**REQUIREMENT 1**
Answer these questions using the vitamin K abstract below.
(a) What daily dose of phylloquinone did the trial give?
(b) How many participants took part in the study?
(c) What was the study's primary outcome, and how was it measured?
**REQUIREMENT 2**
Reproduce everything in the vitamin K abstract from "Objective: Vitamin K" down to "the secondary outcomes.".
**REQUIREMENT 3**
Carry on the abstract about vitamin K and insulin resistance from the point where it stops.

(TEXT FOR ANALYSIS)

Objective: Vitamin K has a potentially beneficial role in insulin resistance, but evidence is limited in humans. We tested the hypothesis that vitamin K supplementation for 36 months will improve insulin resistance in older men and women.
Research design and methods: This was an ancillary study of a 36-month, randomized, double-blind, controlled trial designed to assess the impact of supplementation with 500 microg/day phylloquinone on bone loss. Study participants were older nondiabetic men and women (n = 355; aged 60-80 years; 60% women). The primary outcome of this study was insulin resistance as measured by homeostasis model assessment (HOMA-IR) at 36 months. Fasting plasma insulin and glucose were examined as the secondary outcomes.

(End TEXT FOR ANALYSIS)
(ENTRIES SHOWN)

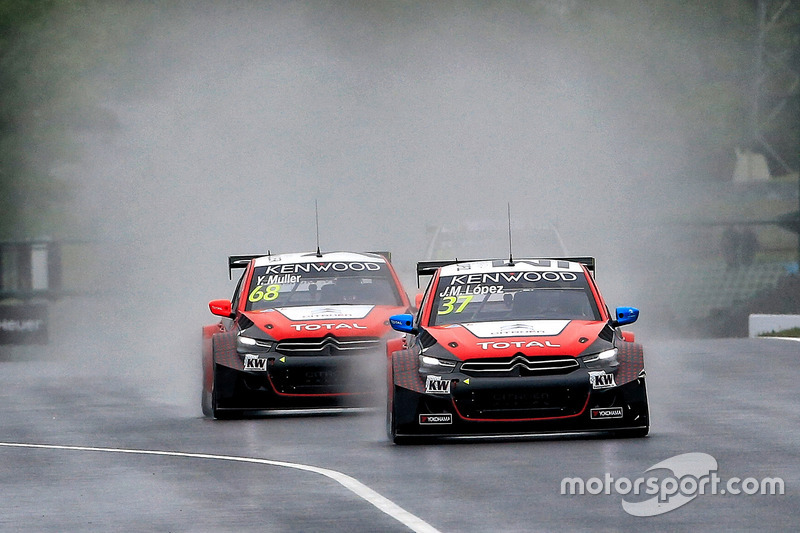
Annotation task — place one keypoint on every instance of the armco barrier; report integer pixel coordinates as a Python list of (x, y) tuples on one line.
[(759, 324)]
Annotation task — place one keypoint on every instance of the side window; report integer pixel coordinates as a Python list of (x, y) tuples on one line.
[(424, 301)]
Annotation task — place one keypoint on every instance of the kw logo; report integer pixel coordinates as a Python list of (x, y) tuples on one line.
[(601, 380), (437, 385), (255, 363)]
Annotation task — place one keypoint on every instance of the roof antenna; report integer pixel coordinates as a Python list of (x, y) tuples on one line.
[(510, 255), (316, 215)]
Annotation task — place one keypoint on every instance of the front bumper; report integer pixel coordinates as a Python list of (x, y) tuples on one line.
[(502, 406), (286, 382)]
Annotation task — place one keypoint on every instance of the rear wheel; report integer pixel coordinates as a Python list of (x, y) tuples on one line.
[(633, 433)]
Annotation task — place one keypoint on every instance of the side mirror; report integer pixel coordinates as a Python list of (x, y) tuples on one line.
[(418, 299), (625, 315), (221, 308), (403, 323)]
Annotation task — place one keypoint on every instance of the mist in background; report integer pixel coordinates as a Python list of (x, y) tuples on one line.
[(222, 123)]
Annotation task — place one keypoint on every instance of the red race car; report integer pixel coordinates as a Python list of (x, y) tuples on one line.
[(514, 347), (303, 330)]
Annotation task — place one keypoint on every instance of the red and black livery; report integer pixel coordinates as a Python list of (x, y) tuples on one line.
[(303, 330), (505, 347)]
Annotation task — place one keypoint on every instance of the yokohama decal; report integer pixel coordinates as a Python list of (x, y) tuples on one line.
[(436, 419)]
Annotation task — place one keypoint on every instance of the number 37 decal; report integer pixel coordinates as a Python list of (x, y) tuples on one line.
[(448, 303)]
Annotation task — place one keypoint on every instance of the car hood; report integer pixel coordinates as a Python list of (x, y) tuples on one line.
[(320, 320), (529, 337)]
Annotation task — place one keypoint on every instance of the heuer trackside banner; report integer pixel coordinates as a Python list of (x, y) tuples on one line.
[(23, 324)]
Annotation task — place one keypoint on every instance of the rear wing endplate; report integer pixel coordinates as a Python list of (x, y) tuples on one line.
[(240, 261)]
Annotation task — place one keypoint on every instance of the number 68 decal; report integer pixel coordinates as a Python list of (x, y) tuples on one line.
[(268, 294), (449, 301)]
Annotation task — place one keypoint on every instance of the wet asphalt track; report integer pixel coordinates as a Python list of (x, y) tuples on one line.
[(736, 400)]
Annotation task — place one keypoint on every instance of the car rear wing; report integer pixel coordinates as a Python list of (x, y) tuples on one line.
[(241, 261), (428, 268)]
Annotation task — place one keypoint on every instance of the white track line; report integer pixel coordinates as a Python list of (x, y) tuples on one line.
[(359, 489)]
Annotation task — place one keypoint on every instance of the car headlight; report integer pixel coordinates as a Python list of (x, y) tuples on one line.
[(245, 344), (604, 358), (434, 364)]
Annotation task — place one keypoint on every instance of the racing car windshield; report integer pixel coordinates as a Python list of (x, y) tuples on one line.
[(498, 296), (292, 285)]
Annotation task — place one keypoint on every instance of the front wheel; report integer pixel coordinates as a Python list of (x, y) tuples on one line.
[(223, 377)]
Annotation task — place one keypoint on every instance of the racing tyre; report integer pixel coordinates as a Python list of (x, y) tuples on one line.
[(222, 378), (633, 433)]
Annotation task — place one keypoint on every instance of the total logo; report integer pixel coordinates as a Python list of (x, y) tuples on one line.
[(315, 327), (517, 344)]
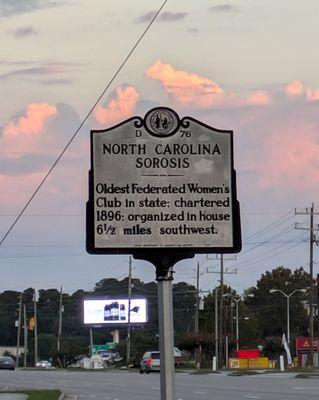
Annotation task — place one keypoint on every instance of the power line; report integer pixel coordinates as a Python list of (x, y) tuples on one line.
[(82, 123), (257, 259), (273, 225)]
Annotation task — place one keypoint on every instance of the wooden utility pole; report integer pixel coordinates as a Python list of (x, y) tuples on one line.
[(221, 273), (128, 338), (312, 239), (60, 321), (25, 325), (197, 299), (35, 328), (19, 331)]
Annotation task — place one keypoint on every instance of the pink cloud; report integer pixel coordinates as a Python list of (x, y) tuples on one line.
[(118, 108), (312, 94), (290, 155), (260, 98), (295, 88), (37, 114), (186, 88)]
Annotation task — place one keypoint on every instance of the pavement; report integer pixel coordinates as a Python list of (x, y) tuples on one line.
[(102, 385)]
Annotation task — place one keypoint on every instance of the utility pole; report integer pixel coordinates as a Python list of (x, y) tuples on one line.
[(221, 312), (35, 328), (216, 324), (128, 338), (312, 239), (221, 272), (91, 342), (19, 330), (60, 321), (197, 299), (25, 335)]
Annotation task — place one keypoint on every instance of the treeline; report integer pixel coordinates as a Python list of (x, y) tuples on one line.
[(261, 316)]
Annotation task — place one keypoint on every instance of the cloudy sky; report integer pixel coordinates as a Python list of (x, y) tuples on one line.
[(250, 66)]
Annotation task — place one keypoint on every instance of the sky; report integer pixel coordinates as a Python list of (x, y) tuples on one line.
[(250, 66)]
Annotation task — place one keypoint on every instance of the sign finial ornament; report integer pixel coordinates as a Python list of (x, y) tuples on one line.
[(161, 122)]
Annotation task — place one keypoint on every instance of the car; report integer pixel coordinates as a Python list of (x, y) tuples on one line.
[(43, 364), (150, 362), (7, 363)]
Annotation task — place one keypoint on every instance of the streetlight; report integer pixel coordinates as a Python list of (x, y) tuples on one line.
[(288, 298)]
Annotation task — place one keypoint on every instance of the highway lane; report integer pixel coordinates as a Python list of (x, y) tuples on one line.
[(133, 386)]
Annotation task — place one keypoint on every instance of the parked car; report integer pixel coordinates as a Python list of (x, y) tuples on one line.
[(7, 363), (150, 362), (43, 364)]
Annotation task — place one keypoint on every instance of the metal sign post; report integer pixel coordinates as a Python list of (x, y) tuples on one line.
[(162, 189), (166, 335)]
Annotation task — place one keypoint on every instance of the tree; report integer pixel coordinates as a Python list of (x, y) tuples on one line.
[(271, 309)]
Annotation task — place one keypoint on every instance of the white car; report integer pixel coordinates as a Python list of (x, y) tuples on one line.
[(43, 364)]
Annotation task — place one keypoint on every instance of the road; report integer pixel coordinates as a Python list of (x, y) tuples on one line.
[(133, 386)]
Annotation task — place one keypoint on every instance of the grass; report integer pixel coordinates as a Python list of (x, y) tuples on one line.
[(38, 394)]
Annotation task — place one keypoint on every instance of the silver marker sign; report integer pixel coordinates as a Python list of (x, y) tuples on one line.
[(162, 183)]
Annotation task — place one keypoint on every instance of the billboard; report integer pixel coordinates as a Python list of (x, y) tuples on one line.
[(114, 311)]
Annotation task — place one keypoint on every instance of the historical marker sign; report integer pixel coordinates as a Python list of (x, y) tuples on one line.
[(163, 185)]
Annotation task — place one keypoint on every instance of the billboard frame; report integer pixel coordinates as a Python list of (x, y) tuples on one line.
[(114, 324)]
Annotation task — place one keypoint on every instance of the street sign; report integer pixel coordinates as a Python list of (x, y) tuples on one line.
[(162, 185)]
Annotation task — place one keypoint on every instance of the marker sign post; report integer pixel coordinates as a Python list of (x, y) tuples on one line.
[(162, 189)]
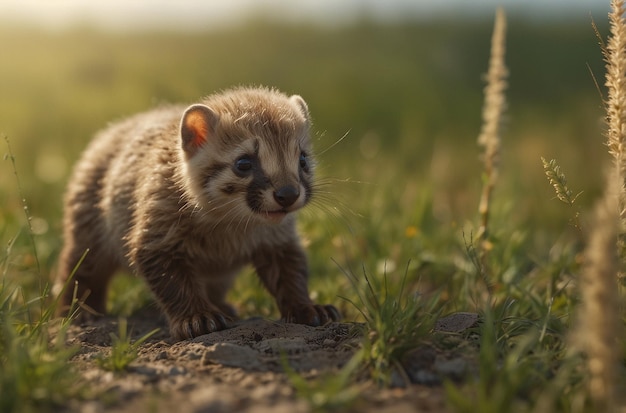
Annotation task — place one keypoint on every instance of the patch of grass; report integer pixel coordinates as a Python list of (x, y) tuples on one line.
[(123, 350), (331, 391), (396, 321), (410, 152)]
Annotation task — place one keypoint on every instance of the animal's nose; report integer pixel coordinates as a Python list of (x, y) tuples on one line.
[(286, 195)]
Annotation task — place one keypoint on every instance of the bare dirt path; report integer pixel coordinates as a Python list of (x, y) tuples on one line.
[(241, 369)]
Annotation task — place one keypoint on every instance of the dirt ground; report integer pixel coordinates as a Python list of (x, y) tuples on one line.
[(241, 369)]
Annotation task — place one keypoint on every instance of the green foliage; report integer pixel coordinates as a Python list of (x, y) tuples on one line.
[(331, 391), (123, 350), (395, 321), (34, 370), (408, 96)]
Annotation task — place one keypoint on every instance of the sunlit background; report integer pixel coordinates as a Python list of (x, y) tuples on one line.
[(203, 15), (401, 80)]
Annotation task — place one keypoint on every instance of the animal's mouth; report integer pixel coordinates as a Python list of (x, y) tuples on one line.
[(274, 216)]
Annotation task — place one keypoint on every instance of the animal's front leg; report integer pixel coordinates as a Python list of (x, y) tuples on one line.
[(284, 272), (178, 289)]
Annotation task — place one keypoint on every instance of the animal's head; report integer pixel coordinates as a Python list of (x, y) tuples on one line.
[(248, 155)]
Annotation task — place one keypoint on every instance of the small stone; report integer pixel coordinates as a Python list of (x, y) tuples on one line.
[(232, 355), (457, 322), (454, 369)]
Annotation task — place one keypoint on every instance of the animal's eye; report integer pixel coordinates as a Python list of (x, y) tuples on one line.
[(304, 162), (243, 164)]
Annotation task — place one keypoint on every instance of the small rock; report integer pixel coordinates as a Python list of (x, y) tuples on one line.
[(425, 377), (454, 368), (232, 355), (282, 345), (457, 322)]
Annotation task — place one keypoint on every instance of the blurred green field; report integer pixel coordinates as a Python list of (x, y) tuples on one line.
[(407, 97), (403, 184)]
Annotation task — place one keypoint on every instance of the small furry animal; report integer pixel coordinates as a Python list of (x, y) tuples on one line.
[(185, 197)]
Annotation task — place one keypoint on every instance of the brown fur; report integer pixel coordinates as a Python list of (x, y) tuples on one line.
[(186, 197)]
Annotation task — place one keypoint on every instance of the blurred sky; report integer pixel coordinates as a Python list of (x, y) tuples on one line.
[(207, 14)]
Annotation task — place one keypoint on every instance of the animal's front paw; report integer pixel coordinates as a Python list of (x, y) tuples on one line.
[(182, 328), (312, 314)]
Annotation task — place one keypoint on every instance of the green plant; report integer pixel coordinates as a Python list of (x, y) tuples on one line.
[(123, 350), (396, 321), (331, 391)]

(End ENTRIES SHOWN)

**RESPONSE 1**
(a) 500 microg/day of phylloquinone.
(b) 355 participants.
(c) Insulin resistance, measured by homeostasis model assessment (HOMA-IR) at 36 months.

**RESPONSE 2**
Objective: Vitamin K has a potentially beneficial role in insulin resistance, but evidence is limited in humans. We tested the hypothesis that vitamin K supplementation for 36 months will improve insulin resistance in older men and women.
Research design and methods: This was an ancillary study of a 36-month, randomized, double-blind, controlled trial designed to assess the impact of supplementation with 500 microg/day phylloquinone on bone loss. Study participants were older nondiabetic men and women (n = 355; aged 60-80 years; 60% women). The primary outcome of this study was insulin resistance as measured by homeostasis model assessment (HOMA-IR) at 36 months. Fasting plasma insulin and glucose were examined as the secondary outcomes.

**RESPONSE 3**
Results: The effect of 36-month vitamin K supplementation on HOMA-IR differed by sex (sex x treatment interaction P = 0.02). HOMA-IR was statistically significantly lower at the 36-month visit among men in the supplement group versus the men in the control group (P = 0.01) after adjustment for baseline HOMA-IR, BMI, and body weight change. There were no statistically significant differences in outcome measures between intervention groups in women.
Conclusions: Vitamin K supplementation for 36 months at doses attainable in the diet may reduce progression of insulin resistance in older men.
Trial registration: ClinicalTrials.gov NCT00183001.